_SHORT PROBLEM_
Every entry must be echoed exactly.
####################
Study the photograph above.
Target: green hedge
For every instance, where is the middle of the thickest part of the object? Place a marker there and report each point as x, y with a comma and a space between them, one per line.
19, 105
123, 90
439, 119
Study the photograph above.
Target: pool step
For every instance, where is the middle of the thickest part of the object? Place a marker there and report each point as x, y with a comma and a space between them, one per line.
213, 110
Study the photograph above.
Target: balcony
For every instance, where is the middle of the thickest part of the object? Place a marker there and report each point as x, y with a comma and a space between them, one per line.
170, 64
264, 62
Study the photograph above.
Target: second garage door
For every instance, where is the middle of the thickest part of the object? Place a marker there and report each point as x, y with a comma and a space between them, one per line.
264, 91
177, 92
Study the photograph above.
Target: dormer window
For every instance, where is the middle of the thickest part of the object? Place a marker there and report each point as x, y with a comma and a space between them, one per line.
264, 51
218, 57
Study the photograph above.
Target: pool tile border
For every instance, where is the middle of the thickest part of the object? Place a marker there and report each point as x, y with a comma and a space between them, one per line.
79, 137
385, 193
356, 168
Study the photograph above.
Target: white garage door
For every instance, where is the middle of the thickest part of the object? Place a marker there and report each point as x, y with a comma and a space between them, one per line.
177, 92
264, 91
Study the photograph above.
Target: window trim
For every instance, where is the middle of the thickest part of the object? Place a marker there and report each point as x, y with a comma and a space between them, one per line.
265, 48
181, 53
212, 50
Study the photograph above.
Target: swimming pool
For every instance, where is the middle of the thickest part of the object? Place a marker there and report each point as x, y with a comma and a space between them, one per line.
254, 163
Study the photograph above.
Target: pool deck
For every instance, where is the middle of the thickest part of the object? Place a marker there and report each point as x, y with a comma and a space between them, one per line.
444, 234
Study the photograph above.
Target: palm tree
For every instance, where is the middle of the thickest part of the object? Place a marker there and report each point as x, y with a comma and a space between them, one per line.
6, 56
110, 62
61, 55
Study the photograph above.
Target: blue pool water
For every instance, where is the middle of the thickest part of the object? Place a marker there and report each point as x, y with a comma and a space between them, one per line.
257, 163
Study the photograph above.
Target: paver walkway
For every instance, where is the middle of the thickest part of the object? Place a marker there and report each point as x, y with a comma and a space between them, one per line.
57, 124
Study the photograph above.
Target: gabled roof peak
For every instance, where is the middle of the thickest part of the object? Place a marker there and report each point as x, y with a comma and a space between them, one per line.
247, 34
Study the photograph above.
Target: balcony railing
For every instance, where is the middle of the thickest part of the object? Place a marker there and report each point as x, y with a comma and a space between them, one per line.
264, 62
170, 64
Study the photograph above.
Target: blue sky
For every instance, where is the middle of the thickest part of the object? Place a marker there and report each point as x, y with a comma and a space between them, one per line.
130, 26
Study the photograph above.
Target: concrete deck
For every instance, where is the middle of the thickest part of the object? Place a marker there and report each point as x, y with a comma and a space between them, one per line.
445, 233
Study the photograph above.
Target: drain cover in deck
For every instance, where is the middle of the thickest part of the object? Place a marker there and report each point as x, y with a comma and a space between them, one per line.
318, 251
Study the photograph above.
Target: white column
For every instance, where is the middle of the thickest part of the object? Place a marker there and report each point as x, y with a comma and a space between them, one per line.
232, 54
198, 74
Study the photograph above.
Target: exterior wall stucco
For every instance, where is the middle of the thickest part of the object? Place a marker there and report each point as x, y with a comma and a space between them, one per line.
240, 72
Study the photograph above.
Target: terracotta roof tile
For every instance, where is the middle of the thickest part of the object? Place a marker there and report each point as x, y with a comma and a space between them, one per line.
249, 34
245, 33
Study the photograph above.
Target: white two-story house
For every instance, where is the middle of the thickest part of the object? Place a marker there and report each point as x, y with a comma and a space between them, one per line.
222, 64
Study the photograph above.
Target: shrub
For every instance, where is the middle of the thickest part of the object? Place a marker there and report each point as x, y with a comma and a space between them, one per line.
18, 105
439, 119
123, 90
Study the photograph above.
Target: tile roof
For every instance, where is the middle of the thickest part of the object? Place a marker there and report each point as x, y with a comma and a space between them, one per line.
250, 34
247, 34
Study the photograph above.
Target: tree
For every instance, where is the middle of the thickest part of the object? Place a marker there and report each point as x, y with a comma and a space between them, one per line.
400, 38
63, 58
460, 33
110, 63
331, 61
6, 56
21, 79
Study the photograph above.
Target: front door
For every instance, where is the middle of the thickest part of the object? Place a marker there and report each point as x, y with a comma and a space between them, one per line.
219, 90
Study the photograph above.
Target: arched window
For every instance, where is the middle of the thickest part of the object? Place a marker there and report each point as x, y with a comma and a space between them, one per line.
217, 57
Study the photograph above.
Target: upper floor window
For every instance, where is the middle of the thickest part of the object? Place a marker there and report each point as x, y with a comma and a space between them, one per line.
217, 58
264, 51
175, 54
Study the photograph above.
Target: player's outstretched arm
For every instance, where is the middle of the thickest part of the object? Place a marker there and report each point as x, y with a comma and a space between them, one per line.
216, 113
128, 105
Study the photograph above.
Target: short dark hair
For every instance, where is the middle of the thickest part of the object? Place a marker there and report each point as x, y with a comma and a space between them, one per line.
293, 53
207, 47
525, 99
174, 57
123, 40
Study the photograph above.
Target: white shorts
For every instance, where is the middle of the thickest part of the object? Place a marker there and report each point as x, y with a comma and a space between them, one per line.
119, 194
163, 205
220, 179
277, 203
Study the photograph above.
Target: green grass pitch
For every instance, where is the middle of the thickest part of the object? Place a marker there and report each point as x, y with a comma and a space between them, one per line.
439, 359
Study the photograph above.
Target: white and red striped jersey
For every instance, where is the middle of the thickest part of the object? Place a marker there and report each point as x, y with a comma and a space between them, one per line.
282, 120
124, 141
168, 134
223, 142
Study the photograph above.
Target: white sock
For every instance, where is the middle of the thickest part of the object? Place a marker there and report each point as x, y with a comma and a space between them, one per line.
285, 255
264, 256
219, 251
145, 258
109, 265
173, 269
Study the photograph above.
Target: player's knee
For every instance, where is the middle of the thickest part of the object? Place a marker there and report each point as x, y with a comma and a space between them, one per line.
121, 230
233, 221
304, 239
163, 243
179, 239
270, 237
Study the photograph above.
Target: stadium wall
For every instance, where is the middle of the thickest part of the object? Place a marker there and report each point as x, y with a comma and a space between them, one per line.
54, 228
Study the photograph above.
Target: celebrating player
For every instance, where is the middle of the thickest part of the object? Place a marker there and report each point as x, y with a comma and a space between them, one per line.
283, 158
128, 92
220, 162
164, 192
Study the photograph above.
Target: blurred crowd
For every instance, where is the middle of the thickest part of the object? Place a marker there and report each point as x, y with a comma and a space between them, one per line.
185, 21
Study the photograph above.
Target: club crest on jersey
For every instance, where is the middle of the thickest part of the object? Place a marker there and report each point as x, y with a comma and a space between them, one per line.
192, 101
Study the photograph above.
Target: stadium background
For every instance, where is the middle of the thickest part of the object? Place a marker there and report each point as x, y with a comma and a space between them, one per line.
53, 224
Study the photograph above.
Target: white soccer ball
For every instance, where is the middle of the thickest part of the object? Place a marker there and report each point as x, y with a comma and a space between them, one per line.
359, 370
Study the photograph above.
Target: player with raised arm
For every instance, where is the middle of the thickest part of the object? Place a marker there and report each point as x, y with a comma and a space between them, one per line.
####################
_EXERCISE SOLUTION_
Study the photograph above.
Target: green hedge
For every instance, where is the middle of the thickest part of the object? Place a marker there and report each point as x, y with a comma and a space between them, one per line.
19, 105
123, 90
439, 119
Study the photograph above.
Target: pool step
For every instance, where is the middle of the thickest part of the object? Place a marker there and report each point as x, y with a comma and a space between them, one per line.
213, 110
Study the photograph above.
Target: balcony
For every instance, where is the middle of the thickest part of the object? Place a marker there and report each point as x, y with a comma and a space between them, one per line.
170, 64
264, 62
Study the photograph above.
Target: second garage door
For every instance, where is the middle of the thickest part of the object? Place a marker there and report each point as x, y with a comma and a space between them, one per line.
264, 91
177, 92
Study the photograph above.
Target: dormer window
For every instance, where is the middle of the thickest part of the object? Place a marker there and report each point as x, y with a comma and a space between them, one per line.
264, 51
218, 57
Study the photograph above.
Target: pool tile border
For every instance, where is the middle of the thickest part of the object? Place a marker there and report each point as x, y with a comma and a space between them, one per line.
79, 137
385, 193
356, 168
Study the photograph above.
Target: white garage door
For every instance, where is the middle of the thickest part of the object? Place a marker there and report each point as x, y with a comma and a space between them, one per line.
177, 92
264, 91
Study the photograph above.
Target: window trim
For every instance, where is the middle of the thickest part of the object? Place a marker there and report each point as x, y with a comma and a space between them, one per line.
265, 48
181, 53
212, 50
Study the photograph above.
Target: swimming pool
For every instance, where is the middle of the thickest part of the object? Place a marker there and report each point as x, y with a comma and a space between them, one per line.
254, 163
Study the photograph above.
Target: pool deck
For every instance, where is the middle of the thickest part of the object? Place a marker there and report each point as x, y with a comma and a space between them, one per line.
444, 234
Study the photograph above.
Target: palm tree
For every instance, where is the middle of the thickest part of the object? Place a marker there and report each point as x, y with a comma and a space between them, one per line.
6, 56
110, 62
61, 55
Study the photograph above.
Target: blue pool water
For every instance, where is the middle of the thickest part of the object? Place a marker there and report each point as x, y with a comma and a space between them, one per line.
257, 163
Study the photograph above.
Target: paver walkway
For every instance, where is the middle of the thickest part of the object? Place a marker there and report each point as x, y with a comma and a space between them, one per line.
57, 124
Study the photograph above.
Target: gabled roof peak
For every instance, where is the middle of the thickest part of the object? Place a marker there and report each point as x, y with a comma and a space between them, one per line.
247, 34
Study the photograph above.
Target: balcony railing
For every instance, where is the middle of the thickest part of the object? Place a marker there and report each point as x, y with a comma and a space between them, one per line.
264, 62
170, 64
Study the photograph above.
Target: blue sky
For every instance, where is the middle of the thickest part of the object? Place a marker there and report each point as x, y with a comma and a space between them, one per line.
130, 26
Study the photograph above.
Target: concrete deck
For every instance, where is the middle of the thickest part of the object? Place a marker there and report each point as x, y with a comma and a space between them, one per line.
445, 233
Study the photograph above.
Target: drain cover in deck
For every instance, where is the middle of the thickest part of the object? Place a marker there and report each point as x, y with a comma and a space between them, one per line.
318, 251
Study the photograph above.
Target: white column
For every instance, where is the middle of the thickest part of the object? Place a marker there and report each point as x, y with a comma and a space between them, one per line.
232, 54
198, 74
Study the photograph above.
Target: exterior wall stucco
For every instance, where is the middle of the thickest part of the object? Place a marker there and report each point as x, y with a comma and a space between them, one per line.
240, 72
Study the photograph above.
Target: terracotta roof tile
For every instance, where is the middle of the thickest part of the object? Place a marker there and report each point as x, y with a comma and a space between them, one per line.
249, 34
245, 33
Study the photograph above.
Target: white two-story house
For every instance, where is the middle of the thickest part of the object? Place a marker there and report each point as x, y with a comma and a space between them, one per line.
222, 64
Study the photograph above.
Target: shrub
For every instance, where is the middle of the thickest part of the object? Place a marker there and report each point as x, y with a comma and a space between them, one per line.
18, 105
439, 119
123, 90
Study the photograph above.
Target: tile roof
For every instance, where is the middle of the thickest part of the object? Place a marker there and report each point as x, y with a comma and a space between them, one per line.
250, 34
247, 34
Study the photograph above.
Target: tree
For every instance, where is the middle of the thickest part of the object? Place a marker there and report each point as x, y with a comma and a space between them, one per line.
400, 38
63, 58
460, 33
110, 63
331, 61
6, 56
21, 79
Study the photograph above.
Target: front door
For every instance, where is the middle of the thickest part of the object? Place a marker there and report each point as x, y with a comma and a space between them, one per line.
219, 90
Study the photograph above.
Target: arched window
For every instance, where is the middle of the thickest part of the object? Place a marker there and report each point as x, y with a comma and a space between them, one per line.
217, 57
Study the photograph above.
Target: upper floor window
For every instance, where is the middle of the thickest part of the object? Place a marker there and report each point as x, y with a comma and a space between them, one per line.
217, 58
264, 51
175, 54
Study the photograph above.
Target: player's outstretched arm
For every instance, where is the middle of the thickest part of the object? Place a marker there and report each point as x, y with a comma and a space between them, one per line.
216, 113
128, 105
Study the photograph above.
Target: short dark hair
For every instance, where is the middle of the thickest part of the object? Place a marker there and report each point as x, y with a comma and a space between them, one per line.
293, 53
207, 47
525, 99
174, 57
123, 40
Study the photograph above.
Target: white shorts
For every instance, where is the middle of the thickest part of the object? Place a marker there and report each point as x, y with a comma and a space between them, one per line.
119, 194
163, 205
220, 179
277, 203
Study the photograph above.
Target: green grass pitch
For every instance, where is the middle of the thickest part of the object? Place a marker there and report each point as x, y with a comma and a space between them, one per line.
439, 359
Study the photograph above.
Target: white and red striped jersey
For every instance, where is the middle of the thickest part of the object? Place a marker there and report each point as x, y with a comma and a space between them, one per line.
282, 120
124, 141
168, 134
223, 142
Study the photograph above.
Target: white sock
For every instance, where is the middle of the thickest part of the object? Place a marker there and report each point as x, y with a comma and a space between them, one per line.
285, 255
264, 256
219, 251
145, 258
109, 265
173, 269
Study the photograph above.
Target: player's knee
For every instance, where is the middle of the thickest part of the object? Place a marker there and report each point as x, y with a comma and a space between them, one per line.
121, 230
233, 221
304, 239
163, 243
179, 239
270, 237
Study the photograph above.
Target: stadium wall
For every instance, where is the middle of the thickest part of the object? Place a marker there and report each point as x, y with a comma and a space between them, one per line.
54, 228
Study the photograph above.
Target: celebrating player
For every instance, where is the middle of the thickest part of the object? Place a marker there and report each point as x, y with a comma and a space between them, one per line.
283, 158
128, 92
220, 162
164, 192
Study the photograph above.
Target: blurred crowd
For every instance, where is the middle of the thickest part of the object? Place a marker there and report each point as x, y with a comma and a space between them, one per line.
185, 21
Study the photograph above.
Target: club crest on jersey
For every instance, where is the middle of the thickest part of the object? Place a marker there and report each point as x, y with a comma and a space between them, one per line.
192, 101
Study the photograph above.
Target: stadium background
For every instance, where is the middle of the thickest part of the object? Place a marker there and report each point as x, y with a comma and a space between them, one per line.
53, 224
Study the photograph above.
Target: white soccer ball
For every instance, where is the middle of the thickest part of the object? Place a marker there and report each point as x, y with a comma and a space between them, one per line.
359, 370
Study the photograph above.
Target: player with raised arm
For every instance, where is the middle of the thickest part of the object? Place a marker there and report each point as x, y with a comma and a space between them, one per line.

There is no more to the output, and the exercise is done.